● **Extrait fourni**:
Jean Pierre Berthome, Gaël Naizet, Bretagne et cinéma, Rennes, Editions Apogée, 1995.

Tanguy Perron, Le Cinéma en Bretagne, Plomelin, Editions Palantines, 2006.

Soline Levaux

Transcription

Interviewer
Bonsoir. Eh oui c'est un flash-back, un retour en arrière que nous allons procéder dans Antenne ouverte ce soir. Il y a 32 ans en effet en 1952, naissait Brittia Films qui fut la première tentative d'une production cinématographique 100% bretonne. Herry, Ronan et Pierre Caouissin en étaient donc les fondateurs. Pendant quelques années, plusieurs court-métrages documentaires, historiques ou folkloriques seront tournés sur la Bretagne et surtout quelques oeuvres de fiction telles Le Mystère du Folgoët, basé sur la légende de Salaüne ar Fol, Le Meilleur de ma Jeunesse qui conte l'histoire de l'enfance de Théodore Botrel ou La Lune de Landerneau tourné en 1954 mais découvert seulement ou redécouvert seulement en 1983. Ce film a donc une petite histoire, on vous la contera tout à l'heure avec nos deux invités que vous découvrez maintenant Herry et Ronan, bonsoir tous les deux ! Les frères Caouissin comme on pourrait dire, pionniers du cinéma breton, comme vient de le dire Rozen. Vous avez peut-être inventé autre chose. Alors, vous avez oeuvré dans beaucoup de domaines artistiques sur la Bretagne ,que ce soit la bande dessinée, le théâtre, la littérature même, le roman-film, le roman-photo, mais c'est bien entendu le cinéma qui nous intéresse ce soir. Alors qu'est-ce qui s'est passé dans votre tête en 1952 quand vous avez décidé de fonder cette société, Brittia Films ? Qu'est-ce qui vous a poussé à faire çà ?
Herry Caouissin
Eh bien, qui nous a poussé, vous savez c'était déjà un virus, si on peut dire, qu'on avait depuis notre enfance, moi particulièrement, enfin nous deux surtout, et le cinéma forain... tout ça nous avait attiré, le cinéma pour enfants... [incompris], bien qu'on en avait pas, on ne pouvait pas en avoir et puis alors, également alors, eh bien l'exemple est tout de même de quelqu'un qui fut un des pionniers du cinéma, du cinéma du vérisme, c'est comme on le disait plus tard, c'est Jean Epstein, [incompris] du cinéma et qui lui, aux années 30, a produit alors, ses chefs-d'oeuvre, Finis terrae, L'Or des mers, Mor vran...

Enregistrements de données
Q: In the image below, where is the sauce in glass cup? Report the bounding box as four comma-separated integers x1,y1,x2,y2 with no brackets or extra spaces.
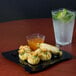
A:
26,34,45,50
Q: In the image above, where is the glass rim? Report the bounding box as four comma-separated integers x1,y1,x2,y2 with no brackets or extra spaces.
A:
26,33,45,40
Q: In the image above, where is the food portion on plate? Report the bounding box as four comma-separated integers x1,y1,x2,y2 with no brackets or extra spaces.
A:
18,43,63,65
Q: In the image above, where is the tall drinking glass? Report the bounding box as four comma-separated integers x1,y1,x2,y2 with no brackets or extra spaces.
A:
52,8,75,45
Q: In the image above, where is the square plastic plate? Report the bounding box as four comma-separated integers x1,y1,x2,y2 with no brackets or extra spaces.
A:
2,49,72,73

● **Consigne**:
Quelles œuvres de fiction de Brittia Films l'extrait fourni cite-t-il par leur titre ?

● **Réponse attendue**:
- Le Mystère du Folgoët
- Le Meilleur de ma Jeunesse
- La Lune de Landerneau